Requirement
Each record must reappear in the answer exactly as it is written.

Data shown
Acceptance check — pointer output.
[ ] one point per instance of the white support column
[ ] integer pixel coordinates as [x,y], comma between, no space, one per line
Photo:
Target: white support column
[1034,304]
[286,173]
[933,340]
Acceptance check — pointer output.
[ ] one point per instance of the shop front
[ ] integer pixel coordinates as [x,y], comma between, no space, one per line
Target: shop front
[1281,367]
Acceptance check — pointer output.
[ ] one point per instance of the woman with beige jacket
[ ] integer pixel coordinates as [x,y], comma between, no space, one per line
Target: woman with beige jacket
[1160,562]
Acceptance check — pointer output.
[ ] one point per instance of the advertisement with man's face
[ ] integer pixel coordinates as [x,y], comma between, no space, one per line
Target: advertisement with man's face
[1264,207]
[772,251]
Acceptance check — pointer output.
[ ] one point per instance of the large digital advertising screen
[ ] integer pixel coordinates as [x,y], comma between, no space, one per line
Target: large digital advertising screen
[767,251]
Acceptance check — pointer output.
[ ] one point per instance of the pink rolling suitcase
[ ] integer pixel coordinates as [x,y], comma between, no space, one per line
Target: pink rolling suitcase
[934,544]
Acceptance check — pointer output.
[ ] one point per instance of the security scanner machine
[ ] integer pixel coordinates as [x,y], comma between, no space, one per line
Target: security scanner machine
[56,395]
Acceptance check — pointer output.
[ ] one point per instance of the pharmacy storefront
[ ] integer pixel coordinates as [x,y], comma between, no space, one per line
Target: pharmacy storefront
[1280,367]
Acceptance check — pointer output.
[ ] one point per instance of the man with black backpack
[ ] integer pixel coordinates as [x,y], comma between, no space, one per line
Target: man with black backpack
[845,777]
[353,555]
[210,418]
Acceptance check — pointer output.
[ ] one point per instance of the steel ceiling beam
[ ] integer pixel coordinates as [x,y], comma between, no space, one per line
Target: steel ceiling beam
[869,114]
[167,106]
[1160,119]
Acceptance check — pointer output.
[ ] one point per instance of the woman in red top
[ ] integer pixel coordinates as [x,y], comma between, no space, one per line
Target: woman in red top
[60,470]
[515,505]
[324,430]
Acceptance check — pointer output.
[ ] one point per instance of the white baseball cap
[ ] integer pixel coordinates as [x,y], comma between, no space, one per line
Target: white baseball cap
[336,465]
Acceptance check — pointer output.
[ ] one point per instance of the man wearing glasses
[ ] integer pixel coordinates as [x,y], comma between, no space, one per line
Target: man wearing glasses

The answer
Acceptance check — pointer output.
[ ] one point per instance of the white support column
[ ] integer pixel coordinates as [x,y], comma between, no space, one per line
Photo:
Target: white support column
[1034,304]
[286,173]
[933,340]
Acceptance check — pointer output.
[ ] one point per instance of the shop front
[ ] integer pixel coordinates as [x,y], comma between, no space, one per line
Target: shop front
[1281,367]
Acceptance check — pointer output.
[ ] one point per instance of the woman with beige jacket
[ ] integer pixel coordinates as [x,y], comma between, no space, one per line
Target: woman with beige jacket
[1160,562]
Acceptance check — pointer output.
[ ] one point per instance of the advertisement with man's face
[ ] integer pixel coordinates as [x,y], comma between, no space, one per line
Target: advertisement with man's face
[1264,207]
[772,251]
Acceptance check — pointer output.
[ ] one point per instance of the large digital advertising screen
[ ] integer pixel coordinates as [x,y], comma between, no space, one per line
Target: large digital advertising screen
[767,251]
Acceptance check — pointer output.
[ ] one point per instance of the pink rolling suitcase
[ ] integer pixel coordinates as [x,y], comma between, no space, one per line
Target: pink rolling suitcase
[934,544]
Acceptance check — pointer output.
[ ] one point per instance of the security scanner machine
[ ] integer pixel coordinates as [x,y], comma between, no space, one per line
Target: security scanner machine
[56,395]
Acceptance check — pointer output.
[ ] one point per instance of the pharmacy storefront
[ ] integer pixel coordinates as [x,y], comma between, no space, one per line
Target: pharmacy storefront
[1280,367]
Acceptance check — pointer output.
[ ] one point per instance of the man with black backpack
[ ] integer pixel coordinates as [x,y], comma between, no space, one per line
Target: man with black backpack
[845,777]
[353,555]
[210,418]
Acceptance check — pointer output.
[ ] one point per instance of the steel ceiling beam
[ ] integer pixel coordinates as [x,y], comma between, no space, one per line
Target: steel ceiling beam
[869,114]
[167,106]
[1160,119]
Acceptance check — pointer output.
[ ] one point per instance of the woman in red top
[ ] integer pixel coordinates as [x,y], comma between, no space, one per line
Target: woman in red top
[60,470]
[515,505]
[324,430]
Acceptance check — pointer output.
[ ] one point per instance of the white baseball cap
[ ] integer pixel coordinates as [x,y], comma between, no space, one per line
Target: white baseball cap
[336,465]
Acceptance check — pointer output.
[ ] one point per instance of the man wearing glasses
[ ] integer pixel coordinates as [x,y], comma between, no space, one per line
Target: man wearing glasses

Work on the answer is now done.